── TEXT SECTION

The World of Happiness and Suffering

"The happy one is happy from the womb of his mother, and the sufferer suffers from the womb of his mother." This hadith implies that certain inherited characteristics are transferred from the father and the mother. What is the rebuttal to one who claims that children, according to this concept, are programmed in what they do?

Firstly, the concept of the spirit of thought suggested by this hadith is not connected to the issue of the inheritance of positive or negative characteristics by the personality of a human being-who may be happy due to the positive attributes which his parents possess and pass on to their children, or he may suffer from the negative attributes. It is more probable that the idea is that God (Exalted) knows the future of human the happiness or sadness according to the influences on the person's life before he even begins his life activities. This means that God (Exalted) knows the happy one well before this person starts on the path of happiness, and He knows the sufferer well before that persons starts on the path of suffering.

────
── LISTING

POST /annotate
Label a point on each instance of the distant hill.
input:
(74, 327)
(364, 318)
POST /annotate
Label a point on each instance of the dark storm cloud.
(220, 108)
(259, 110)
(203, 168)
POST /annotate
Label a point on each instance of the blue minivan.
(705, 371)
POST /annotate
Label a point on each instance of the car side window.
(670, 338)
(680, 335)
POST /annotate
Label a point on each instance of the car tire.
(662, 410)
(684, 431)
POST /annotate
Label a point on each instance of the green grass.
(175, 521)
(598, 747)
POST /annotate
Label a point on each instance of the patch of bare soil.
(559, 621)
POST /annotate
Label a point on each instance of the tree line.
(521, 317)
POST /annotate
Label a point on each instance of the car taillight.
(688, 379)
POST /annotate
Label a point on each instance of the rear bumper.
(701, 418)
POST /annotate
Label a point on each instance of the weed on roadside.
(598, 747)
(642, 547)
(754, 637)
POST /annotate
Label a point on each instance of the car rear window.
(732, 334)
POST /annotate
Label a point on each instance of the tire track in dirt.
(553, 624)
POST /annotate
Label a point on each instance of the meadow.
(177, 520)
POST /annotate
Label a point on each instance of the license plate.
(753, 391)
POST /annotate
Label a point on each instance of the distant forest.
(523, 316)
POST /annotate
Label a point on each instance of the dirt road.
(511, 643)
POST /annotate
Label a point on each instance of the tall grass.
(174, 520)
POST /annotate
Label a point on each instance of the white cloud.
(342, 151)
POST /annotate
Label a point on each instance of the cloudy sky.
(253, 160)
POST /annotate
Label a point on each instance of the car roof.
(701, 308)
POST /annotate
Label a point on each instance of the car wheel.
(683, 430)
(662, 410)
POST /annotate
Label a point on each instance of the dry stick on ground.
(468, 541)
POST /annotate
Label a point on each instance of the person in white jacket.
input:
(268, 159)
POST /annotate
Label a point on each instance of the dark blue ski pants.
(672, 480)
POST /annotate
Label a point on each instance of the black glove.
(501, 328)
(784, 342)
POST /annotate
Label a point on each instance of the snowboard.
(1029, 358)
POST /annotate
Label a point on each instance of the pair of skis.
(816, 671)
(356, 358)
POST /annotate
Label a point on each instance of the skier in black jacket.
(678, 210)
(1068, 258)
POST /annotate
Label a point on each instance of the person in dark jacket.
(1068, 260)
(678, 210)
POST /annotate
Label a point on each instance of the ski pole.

────

## WHAT YOU NEED TO DO
a) In the text on happiness and suffering, give the first word of each sentence in the paragraph that opens with "Firstly".
b) Quote the text on happiness and suffering word for word, from "Firstly, the concept" up to and including "path of suffering.".

## TASK-BY-TASK SOLUTIONS
a) Firstly, It, This

b)
Firstly, the concept of the spirit of thought suggested by this hadith is not connected to the issue of the inheritance of positive or negative characteristics by the personality of a human being-who may be happy due to the positive attributes which his parents possess and pass on to their children, or he may suffer from the negative attributes. It is more probable that the idea is that God (Exalted) knows the future of human the happiness or sadness according to the influences on the person's life before he even begins his life activities. This means that God (Exalted) knows the happy one well before this person starts on the path of happiness, and He knows the sufferer well before that persons starts on the path of suffering.